● **文本摘录**:

如果您的服务启动成功,您将看到如下所示的信息

INFO:     Started server process [14431]
INFO:     Waiting for application startup.
INFO:     Application startup complete.

服务器启动后,您可以用输入提示查询模型

curl https://:8000/v1/chat/completions \
    -H "Content-Type: application/json" \
    -d '{
    "model": "Qwen/Qwen2.5-VL-32B-Instruct",
    "messages": [
    {"role": "system", "content": "You are a helpful assistant."},
    {"role": "user", "content": [
        {"type": "image_url", "image_url": {"url": "https://modelscope.oss-cn-beijing.aliyuncs.com/resource/qwen.png"}},
        {"type": "text", "text": "What is the text in the illustrate?"}
    ]}
    ]
    }'

如果您成功查询服务器,您将在客户端看到如下所示的信息

{"id":"chatcmpl-c07088bf992a4b77a89d79480122a483","object":"chat.completion","created":1764905884,"model":"Qwen/Qwen2.5-VL-32B-Instruct","choices":[{"index":0,"message":{"role":"assistant","content":"The text in the illustration is:\n\n**TONGYI Qwen**","refusal":null,"annotations":null,"audio":null,"function_call":null,"tool_calls":[],"reasoning":null,"reasoning_content":null},"logprobs":null,"finish_reason":"stop","stop_reason":null,"token_ids":null}],"service_tier":null,"system_fingerprint":null,"usage":{"prompt_tokens":73,"total_tokens":89,"completion_tokens":16,"prompt_tokens_details":null},"prompt_logprobs":null,"prompt_token_ids":null,"kv_transfer_params":null}

vllm 服务器的日志

The image processor of type `Qwen2VLImageProcessor` is now loaded as a fast processor by default, even if the model checkpoint was saved with a slow processor. This is a breaking change and may produce slightly different outputs. To continue using the slow processor, instantiate this class with `use_fast=False`. Note that this behavior will be extended to all models in a future release.

数据集中列出的记录:
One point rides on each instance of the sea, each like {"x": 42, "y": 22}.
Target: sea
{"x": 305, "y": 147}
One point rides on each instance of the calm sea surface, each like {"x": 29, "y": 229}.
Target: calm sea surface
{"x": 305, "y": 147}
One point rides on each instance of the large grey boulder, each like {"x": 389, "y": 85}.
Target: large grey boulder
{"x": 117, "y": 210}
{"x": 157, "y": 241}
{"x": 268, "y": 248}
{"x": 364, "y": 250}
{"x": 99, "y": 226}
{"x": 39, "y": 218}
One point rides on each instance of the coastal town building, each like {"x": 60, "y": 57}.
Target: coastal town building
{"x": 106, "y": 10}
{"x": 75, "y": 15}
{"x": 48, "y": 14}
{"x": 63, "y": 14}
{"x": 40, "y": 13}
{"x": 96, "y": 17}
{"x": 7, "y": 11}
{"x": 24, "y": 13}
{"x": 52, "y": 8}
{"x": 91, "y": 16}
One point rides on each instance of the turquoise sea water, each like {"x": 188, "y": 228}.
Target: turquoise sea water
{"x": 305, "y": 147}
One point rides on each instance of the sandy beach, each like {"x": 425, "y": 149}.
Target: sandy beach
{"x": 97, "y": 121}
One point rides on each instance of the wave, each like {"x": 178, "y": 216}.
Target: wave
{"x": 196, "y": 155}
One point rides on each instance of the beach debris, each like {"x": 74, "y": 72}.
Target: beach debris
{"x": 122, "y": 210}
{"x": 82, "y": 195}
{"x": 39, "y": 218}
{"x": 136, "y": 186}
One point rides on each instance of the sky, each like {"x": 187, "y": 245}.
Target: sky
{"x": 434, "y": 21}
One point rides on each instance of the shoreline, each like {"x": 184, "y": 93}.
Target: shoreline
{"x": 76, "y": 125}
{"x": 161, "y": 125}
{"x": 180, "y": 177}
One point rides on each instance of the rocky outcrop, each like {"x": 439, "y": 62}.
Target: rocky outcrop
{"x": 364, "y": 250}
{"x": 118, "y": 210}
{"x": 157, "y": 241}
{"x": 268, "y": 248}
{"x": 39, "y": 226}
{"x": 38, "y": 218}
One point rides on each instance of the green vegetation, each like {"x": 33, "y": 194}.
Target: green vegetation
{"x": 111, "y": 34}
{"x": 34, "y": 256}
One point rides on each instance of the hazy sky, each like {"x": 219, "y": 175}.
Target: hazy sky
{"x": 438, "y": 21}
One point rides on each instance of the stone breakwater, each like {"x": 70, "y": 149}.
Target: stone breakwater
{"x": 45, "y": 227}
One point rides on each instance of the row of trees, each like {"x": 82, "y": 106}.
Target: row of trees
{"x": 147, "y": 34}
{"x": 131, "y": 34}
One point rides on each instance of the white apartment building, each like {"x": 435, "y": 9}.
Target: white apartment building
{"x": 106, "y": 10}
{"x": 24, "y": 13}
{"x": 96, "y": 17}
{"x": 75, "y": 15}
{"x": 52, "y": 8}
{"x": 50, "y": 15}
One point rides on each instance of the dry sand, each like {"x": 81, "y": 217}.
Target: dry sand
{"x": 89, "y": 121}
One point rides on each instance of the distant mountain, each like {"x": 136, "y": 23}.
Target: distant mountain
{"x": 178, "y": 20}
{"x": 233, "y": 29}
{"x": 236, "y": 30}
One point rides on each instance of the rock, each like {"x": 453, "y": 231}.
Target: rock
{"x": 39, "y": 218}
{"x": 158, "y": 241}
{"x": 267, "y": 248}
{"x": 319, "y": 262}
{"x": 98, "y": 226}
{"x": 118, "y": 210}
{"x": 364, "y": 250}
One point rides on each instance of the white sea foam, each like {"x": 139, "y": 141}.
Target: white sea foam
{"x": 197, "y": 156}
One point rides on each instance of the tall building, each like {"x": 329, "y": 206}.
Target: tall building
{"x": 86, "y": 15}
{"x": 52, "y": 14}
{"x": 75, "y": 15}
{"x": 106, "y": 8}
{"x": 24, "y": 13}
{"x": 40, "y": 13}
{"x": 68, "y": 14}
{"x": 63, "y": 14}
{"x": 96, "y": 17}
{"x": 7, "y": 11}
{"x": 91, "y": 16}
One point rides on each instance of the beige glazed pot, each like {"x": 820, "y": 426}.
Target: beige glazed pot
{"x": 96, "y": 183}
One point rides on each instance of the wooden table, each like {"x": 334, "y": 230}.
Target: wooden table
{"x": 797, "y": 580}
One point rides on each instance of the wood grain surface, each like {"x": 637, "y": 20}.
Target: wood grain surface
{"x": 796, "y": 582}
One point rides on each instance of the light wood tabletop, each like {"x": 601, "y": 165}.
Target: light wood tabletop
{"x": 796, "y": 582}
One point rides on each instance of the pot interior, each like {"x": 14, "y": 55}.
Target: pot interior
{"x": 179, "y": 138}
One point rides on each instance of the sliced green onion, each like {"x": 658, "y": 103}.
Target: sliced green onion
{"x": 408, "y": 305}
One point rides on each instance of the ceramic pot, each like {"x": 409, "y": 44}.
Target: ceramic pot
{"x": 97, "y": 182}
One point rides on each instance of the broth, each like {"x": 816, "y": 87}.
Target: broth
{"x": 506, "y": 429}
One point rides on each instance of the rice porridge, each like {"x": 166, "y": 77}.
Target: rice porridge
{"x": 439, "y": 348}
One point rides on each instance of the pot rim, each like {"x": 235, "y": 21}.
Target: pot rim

● **你的任务**: 逐字重复文本中的一段：从含有“vllm 服务器的日志”的字句开始，到“a future release.”为止。 只根据上面的文本作答。

● **输出如下**:
vllm 服务器的日志

The image processor of type `Qwen2VLImageProcessor` is now loaded as a fast processor by default, even if the model checkpoint was saved with a slow processor. This is a breaking change and may produce slightly different outputs. To continue using the slow processor, instantiate this class with `use_fast=False`. Note that this behavior will be extended to all models in a future release.